Text segment -
** begin **

- Education: Harvard University University of California, Berkeley
- Awards: Sloan Research Fellowship (2009)
- Scientific career
- Fields: Mathematics
- Workplaces: Duke University
- Thesis: Gross-Stark Units, Stark-Heegner Points, and Class Fields of Real Quadratic Fields (2004)
- Doctoral advisor: Ken Ribet Henri Darmon

= Samit Dasgupta =

American mathematician at Duke University

Samit Dasgupta is a professor of mathematics at Duke University working in algebraic number theory.

==Biography==
Dasgupta graduated from Montgomery Blair High School in 1995 and placed fourth in the 1995 Westinghouse Science Talent Search with a project on Schinzel's hypothesis H. He then attended Harvard University, where he received a bachelor's degree in 1999. In 2004, Dasgupta received a PhD in mathematics from University of California, Berkeley under the supervision of Ken Ribet and Henri Darmon.

** end **

Exercise set -
**1.** Answer these questions about the Samit Dasgupta biography, giving each answer on its own line with the matching letter:
(a) In what year did he receive the Sloan Research Fellowship?
(b) Which high school did he graduate from, and in what year?
(c) What place did he take in the 1995 Westinghouse Science Talent Search?
**2.** Please repeat everything in the Samit Dasgupta biography from "- Scientific career" down to "algebraic number theory.".
The lines that follow come from a separate source.

Extracted information -
** begin **

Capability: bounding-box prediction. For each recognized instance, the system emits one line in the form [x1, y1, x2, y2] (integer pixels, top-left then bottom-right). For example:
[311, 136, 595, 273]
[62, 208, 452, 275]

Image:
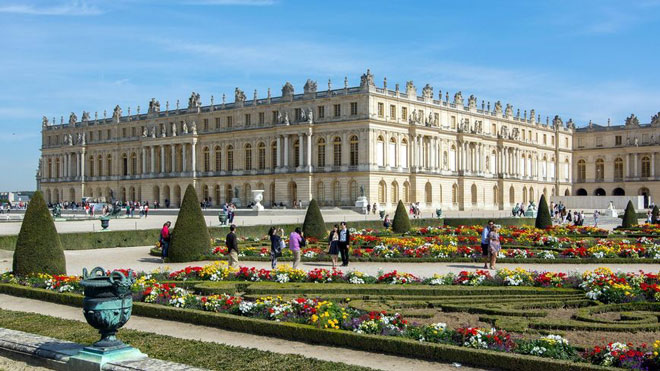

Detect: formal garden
[0, 189, 660, 370]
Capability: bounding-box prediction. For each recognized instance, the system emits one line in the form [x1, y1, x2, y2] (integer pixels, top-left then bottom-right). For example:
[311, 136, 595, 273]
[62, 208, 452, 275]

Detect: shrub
[536, 194, 552, 229]
[168, 185, 211, 262]
[392, 200, 410, 233]
[303, 199, 328, 240]
[12, 191, 66, 276]
[621, 201, 637, 228]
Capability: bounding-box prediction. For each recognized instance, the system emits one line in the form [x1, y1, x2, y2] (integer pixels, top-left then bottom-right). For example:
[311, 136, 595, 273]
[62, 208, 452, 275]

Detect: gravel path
[0, 246, 660, 277]
[0, 294, 480, 371]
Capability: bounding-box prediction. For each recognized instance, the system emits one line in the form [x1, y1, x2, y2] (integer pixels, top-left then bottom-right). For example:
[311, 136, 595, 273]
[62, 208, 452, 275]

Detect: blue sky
[0, 0, 660, 190]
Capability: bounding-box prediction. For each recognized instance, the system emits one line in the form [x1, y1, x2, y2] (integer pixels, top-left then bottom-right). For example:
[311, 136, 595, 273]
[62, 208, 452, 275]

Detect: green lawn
[0, 310, 369, 371]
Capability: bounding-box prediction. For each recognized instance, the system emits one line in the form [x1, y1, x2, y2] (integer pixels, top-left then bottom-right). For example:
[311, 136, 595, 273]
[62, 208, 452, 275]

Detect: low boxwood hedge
[0, 284, 612, 371]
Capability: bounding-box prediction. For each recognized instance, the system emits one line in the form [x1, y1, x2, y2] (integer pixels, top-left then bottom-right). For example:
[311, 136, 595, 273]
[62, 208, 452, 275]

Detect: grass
[0, 310, 369, 371]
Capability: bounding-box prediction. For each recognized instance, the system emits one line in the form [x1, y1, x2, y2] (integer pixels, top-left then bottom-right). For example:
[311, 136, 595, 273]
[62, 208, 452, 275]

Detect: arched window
[203, 147, 211, 172]
[293, 139, 300, 167]
[245, 143, 252, 170]
[403, 182, 410, 204]
[376, 136, 385, 166]
[316, 182, 325, 204]
[378, 180, 387, 204]
[349, 135, 359, 166]
[596, 158, 605, 180]
[227, 145, 234, 173]
[390, 182, 399, 205]
[215, 146, 222, 173]
[332, 137, 341, 166]
[399, 139, 408, 168]
[614, 157, 623, 180]
[424, 182, 433, 205]
[259, 142, 266, 170]
[642, 156, 651, 178]
[387, 138, 396, 167]
[578, 160, 587, 182]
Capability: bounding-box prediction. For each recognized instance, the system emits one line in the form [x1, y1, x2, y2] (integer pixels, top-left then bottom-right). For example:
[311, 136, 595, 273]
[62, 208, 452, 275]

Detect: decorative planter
[80, 267, 135, 349]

** end **

Responses to the exercise -
**1.**
(a) 2009
(b) Montgomery Blair High School, 1995
(c) Fourth

**2.**
- Scientific career
- Fields: Mathematics
- Workplaces: Duke University
- Thesis: Gross-Stark Units, Stark-Heegner Points, and Class Fields of Real Quadratic Fields (2004)
- Doctoral advisor: Ken Ribet Henri Darmon

= Samit Dasgupta =

American mathematician at Duke University

Samit Dasgupta is a professor of mathematics at Duke University working in algebraic number theory.